• [INSTRUCCIÓN A]: Según el fragmento de texto sobre la ópera Giulio Cesare, ¿en qué año se estrenó la segunda producción de la Ópera de París?

• [FRAGMENTO DE TEXTO]:

Esta obra basa su libreto, escrito por Nicola Francesco Haym, en Giulio Cesare in Egitto, ópera compuesta por Antonio Sartorio en 1676 y con el libreto de Giacomo Francesco Bussani. El Giulio Cesare de Sartorio, en ese entonces vice-maestro de capilla de la Basílica de San Marcos en Venecia, sería en cierta medida influencia para Händel, quien como sabemos es alemán, nacionalizado inglés, compositor de óperas italianas. 

Para 1724 todavía quedaban poco más de cien años para que el mundo conociera más a fondo el antiguo Egipto y las referencias de las cuales la gente de la época se nutría estaban en los antiguos textos griegos y latinos. Por lo tanto, Egipto y su historia aún se vestía de no pocos rasgos de exotismo y sobre todo misterio y fascinación. Suetonio, autor de Vida de Los Doce Césares, sin duda el más influyente cuyo texto se remonta al siglo II. Es interesante cómo enfoca Händel la visión sobre César y Cleopatra y elabora una obra que contrastaría con lo que el público de la época conocía sobre el emperador, desde su enfoque narrativo, pues Suetonio no evade hablar sobre los detalles escandalosos y por demás controvertidos del personaje, mientras que Haym tiende a una idealización particularmente sobre su relación con Cleopatra, personaje acaso más relevante dentro de la ópera. 

César, más héroe que ambicioso; más magnánimo que hambriento de poder, resta aún enigmático como figura histórica y su relación con Cleopatra nos ha fascinado desde tiempos lejanos y a través de textos y representaciones artísticas: desde Plutarco hasta Molière; de los bustos realizados por Giovanni Battista Bonanome o las esculturas de Nicolas Coustou, a la sensual representación del encuentro entre Cleopatra y Julio César realizada por Jean-Léon Gérôme en 1866 y, finalmente, a la memorable obra cinematográfica interpretada por Elizabeth Taylor, Richard Burton y dirigida por Joseph L. Mankiewicz en 1963. 

No es baladí esta inclinación a enumerar autores, pues esta segunda producción de la Ópera de París, estrenada en 2011, la primera realizada en 1987, está nutrida de referencias tanto en lo visual como en su dirección escénica. Con un enfoque casi museográfico, la puesta en escena como sus vestuarios, realizados por Laurent Pelly, son una oda a esta figura histórica a través de los siglos y, creo, a todos los artistas que han sido hechizados por esta pareja.

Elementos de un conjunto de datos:
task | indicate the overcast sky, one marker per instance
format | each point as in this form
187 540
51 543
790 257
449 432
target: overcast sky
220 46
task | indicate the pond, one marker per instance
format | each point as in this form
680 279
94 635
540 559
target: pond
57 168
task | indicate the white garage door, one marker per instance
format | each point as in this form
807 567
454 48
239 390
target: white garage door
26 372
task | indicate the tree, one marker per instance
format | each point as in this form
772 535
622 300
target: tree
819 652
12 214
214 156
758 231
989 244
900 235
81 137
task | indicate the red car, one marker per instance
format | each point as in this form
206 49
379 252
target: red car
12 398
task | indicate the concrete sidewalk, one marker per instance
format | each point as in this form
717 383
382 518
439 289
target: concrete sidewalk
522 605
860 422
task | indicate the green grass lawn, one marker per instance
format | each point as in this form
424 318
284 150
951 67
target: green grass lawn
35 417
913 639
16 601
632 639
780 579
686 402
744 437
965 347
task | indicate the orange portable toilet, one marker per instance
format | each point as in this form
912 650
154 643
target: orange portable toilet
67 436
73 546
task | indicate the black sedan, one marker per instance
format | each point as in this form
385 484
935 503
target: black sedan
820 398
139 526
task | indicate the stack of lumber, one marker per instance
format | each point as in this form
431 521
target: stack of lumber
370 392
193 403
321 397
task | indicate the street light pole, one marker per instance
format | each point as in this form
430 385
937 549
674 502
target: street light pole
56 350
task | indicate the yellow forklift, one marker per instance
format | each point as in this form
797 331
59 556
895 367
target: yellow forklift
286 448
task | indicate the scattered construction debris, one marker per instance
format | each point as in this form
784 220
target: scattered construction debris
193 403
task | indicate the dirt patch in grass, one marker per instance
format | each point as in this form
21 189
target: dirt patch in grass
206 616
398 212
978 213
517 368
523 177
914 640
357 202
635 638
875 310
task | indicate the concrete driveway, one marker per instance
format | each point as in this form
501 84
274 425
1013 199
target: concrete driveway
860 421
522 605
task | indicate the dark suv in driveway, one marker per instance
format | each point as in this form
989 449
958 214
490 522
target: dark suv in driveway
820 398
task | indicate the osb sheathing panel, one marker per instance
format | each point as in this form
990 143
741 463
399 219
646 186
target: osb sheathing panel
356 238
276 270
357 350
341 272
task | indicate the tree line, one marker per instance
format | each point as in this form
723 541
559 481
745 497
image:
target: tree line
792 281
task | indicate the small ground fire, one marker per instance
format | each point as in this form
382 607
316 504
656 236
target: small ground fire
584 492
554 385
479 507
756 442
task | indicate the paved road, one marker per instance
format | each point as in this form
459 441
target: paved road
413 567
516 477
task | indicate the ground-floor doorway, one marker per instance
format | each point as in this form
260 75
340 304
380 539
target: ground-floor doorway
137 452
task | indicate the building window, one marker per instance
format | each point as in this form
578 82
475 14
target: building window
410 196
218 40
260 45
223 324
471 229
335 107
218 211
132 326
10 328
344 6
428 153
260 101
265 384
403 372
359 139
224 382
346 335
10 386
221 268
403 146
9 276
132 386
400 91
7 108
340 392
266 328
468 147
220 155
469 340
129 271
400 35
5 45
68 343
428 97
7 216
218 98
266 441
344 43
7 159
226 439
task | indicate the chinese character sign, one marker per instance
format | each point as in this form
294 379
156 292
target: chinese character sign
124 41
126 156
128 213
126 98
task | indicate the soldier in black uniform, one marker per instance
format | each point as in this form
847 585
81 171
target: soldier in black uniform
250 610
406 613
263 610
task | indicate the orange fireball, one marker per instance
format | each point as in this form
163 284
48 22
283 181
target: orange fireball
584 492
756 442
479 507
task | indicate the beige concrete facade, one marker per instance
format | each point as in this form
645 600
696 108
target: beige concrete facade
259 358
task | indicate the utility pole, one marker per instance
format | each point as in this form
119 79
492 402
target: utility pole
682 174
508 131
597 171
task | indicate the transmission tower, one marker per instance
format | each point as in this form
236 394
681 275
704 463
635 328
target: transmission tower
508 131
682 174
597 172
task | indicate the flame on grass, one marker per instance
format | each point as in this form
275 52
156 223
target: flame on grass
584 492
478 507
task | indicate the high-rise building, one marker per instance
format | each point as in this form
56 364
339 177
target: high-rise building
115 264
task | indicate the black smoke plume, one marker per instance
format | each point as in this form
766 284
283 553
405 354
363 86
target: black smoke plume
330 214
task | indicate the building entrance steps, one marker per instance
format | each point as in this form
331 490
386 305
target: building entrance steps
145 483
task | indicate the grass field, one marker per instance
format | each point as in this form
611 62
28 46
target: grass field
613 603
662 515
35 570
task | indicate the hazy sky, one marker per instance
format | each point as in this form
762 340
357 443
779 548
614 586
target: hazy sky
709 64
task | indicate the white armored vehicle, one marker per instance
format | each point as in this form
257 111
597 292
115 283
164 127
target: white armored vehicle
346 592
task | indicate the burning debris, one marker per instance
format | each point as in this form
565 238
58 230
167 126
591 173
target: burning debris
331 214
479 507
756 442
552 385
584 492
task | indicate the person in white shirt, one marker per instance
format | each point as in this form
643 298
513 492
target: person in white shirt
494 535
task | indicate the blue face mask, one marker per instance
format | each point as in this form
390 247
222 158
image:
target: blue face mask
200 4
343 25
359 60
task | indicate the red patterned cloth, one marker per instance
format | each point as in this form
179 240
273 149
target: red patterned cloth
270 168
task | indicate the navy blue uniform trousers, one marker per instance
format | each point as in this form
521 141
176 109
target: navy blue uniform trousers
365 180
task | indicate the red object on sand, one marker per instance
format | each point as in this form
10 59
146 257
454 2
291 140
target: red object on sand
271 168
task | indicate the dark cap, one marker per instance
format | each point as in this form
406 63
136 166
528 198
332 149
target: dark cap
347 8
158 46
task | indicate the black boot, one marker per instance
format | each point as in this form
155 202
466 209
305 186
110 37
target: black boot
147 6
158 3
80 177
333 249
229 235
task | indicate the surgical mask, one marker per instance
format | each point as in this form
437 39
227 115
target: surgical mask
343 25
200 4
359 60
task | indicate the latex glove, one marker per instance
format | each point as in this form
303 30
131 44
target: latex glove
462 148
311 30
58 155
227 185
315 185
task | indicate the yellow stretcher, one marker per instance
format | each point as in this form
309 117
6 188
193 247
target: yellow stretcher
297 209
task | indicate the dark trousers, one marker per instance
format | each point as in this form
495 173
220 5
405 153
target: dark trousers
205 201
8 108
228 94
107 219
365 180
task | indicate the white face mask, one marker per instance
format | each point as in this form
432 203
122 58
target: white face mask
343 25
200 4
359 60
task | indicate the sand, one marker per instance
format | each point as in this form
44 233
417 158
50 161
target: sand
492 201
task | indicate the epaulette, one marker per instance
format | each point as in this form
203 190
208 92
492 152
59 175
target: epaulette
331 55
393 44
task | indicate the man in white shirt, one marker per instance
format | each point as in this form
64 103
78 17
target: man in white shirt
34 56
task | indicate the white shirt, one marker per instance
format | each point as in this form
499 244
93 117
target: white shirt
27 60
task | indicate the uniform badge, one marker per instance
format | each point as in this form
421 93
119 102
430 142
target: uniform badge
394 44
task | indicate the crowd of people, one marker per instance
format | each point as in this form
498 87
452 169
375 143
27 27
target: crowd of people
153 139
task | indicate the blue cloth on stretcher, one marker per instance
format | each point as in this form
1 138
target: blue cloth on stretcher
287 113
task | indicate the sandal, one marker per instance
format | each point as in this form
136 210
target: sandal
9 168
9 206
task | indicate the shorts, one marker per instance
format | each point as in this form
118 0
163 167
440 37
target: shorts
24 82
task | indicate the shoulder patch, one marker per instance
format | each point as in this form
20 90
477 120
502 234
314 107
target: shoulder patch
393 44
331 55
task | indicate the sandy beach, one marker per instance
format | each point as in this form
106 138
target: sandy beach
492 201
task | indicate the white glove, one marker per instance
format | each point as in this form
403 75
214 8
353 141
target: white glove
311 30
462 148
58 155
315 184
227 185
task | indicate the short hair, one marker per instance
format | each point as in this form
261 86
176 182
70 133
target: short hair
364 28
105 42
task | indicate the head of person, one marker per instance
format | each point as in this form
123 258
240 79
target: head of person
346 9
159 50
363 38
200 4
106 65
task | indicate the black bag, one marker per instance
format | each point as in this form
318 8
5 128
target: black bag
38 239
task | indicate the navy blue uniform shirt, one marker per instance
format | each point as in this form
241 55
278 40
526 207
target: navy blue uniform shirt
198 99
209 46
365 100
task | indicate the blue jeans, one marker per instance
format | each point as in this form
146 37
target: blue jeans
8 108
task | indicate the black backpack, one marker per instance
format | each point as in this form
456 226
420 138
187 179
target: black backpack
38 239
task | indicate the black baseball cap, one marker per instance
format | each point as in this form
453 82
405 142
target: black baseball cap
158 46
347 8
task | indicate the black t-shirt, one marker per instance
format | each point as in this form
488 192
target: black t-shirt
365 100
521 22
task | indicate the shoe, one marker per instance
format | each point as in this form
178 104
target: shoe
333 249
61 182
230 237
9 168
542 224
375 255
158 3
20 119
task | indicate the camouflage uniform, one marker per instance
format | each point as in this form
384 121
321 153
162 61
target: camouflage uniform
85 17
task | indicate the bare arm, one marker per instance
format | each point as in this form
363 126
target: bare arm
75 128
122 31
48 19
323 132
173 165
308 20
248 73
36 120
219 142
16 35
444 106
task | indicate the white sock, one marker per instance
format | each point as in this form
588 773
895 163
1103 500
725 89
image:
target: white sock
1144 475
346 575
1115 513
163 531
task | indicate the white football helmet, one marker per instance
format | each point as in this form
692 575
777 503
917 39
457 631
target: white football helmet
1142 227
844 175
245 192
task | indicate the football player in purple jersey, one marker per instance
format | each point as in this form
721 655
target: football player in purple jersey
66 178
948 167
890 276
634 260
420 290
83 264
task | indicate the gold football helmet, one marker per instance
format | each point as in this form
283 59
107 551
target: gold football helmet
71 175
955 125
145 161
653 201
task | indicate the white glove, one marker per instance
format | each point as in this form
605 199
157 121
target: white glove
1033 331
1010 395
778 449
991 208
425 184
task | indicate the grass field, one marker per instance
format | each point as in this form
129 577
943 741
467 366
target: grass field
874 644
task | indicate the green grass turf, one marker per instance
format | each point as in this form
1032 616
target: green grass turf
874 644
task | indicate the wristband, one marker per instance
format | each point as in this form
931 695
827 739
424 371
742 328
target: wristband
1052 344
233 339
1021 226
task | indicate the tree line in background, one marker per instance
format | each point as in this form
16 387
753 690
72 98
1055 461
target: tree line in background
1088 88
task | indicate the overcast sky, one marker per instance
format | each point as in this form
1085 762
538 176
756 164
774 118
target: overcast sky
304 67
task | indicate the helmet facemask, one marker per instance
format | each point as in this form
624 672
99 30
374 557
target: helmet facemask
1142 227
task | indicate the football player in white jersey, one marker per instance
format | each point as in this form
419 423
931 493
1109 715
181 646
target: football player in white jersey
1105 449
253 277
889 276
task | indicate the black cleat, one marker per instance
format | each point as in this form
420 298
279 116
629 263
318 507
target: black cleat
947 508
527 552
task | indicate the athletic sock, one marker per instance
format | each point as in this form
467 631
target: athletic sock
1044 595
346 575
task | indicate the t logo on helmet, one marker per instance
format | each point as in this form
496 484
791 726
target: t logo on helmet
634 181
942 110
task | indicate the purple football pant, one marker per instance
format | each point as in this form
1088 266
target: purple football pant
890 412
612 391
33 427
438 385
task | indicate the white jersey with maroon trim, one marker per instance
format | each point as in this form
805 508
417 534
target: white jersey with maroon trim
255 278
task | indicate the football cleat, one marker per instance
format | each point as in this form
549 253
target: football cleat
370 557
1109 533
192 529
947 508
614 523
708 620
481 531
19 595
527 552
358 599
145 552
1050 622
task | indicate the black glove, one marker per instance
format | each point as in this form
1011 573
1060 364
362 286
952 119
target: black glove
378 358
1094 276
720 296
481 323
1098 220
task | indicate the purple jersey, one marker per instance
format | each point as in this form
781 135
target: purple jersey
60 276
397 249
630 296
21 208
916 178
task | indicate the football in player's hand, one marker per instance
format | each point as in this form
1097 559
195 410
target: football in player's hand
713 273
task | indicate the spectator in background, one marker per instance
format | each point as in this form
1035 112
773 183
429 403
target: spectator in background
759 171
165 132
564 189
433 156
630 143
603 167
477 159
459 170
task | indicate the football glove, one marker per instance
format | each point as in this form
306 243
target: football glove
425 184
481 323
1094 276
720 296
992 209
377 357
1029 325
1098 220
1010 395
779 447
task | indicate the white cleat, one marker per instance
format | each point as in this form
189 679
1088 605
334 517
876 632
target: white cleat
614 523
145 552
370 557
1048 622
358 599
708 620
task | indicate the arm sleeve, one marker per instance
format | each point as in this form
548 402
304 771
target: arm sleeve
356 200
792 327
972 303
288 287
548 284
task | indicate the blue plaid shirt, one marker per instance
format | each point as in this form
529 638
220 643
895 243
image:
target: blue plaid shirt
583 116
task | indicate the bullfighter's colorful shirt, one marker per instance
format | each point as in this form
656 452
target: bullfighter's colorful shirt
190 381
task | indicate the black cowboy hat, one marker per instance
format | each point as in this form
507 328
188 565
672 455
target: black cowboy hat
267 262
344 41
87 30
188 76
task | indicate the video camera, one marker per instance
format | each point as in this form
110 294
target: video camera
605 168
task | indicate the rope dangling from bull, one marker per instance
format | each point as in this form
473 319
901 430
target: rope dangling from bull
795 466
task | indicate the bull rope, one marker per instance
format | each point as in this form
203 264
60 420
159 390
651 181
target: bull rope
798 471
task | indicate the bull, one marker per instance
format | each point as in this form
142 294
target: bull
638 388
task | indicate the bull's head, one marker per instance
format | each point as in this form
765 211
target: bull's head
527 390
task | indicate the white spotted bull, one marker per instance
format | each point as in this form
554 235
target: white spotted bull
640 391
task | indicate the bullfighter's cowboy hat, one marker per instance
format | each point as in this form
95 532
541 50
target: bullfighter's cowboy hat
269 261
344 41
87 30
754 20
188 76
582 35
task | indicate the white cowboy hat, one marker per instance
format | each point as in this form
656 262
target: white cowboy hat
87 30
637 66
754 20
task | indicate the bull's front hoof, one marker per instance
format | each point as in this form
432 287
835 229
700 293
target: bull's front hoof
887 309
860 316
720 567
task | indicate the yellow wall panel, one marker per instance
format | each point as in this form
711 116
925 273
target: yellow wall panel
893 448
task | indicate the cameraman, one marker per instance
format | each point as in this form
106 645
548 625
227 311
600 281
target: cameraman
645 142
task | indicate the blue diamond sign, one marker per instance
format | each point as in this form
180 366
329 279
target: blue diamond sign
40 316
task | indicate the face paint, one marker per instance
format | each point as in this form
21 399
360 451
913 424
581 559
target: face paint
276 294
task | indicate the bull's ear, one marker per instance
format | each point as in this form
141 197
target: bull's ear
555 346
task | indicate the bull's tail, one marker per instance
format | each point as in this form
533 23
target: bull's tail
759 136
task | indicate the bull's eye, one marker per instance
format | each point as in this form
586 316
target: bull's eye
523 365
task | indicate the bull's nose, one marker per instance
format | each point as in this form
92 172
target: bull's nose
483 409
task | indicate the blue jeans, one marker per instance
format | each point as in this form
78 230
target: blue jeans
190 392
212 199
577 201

• [INSTRUCCIÓN B]: Filtra las filas y copia cada línea que contenga la palabra "camouflage".

• [RESPUESTA ESPERADA A]: En 2011.

• [RESPUESTA ESPERADA B]:
task | indicate the camouflage uniform, one marker per instance
target: camouflage uniform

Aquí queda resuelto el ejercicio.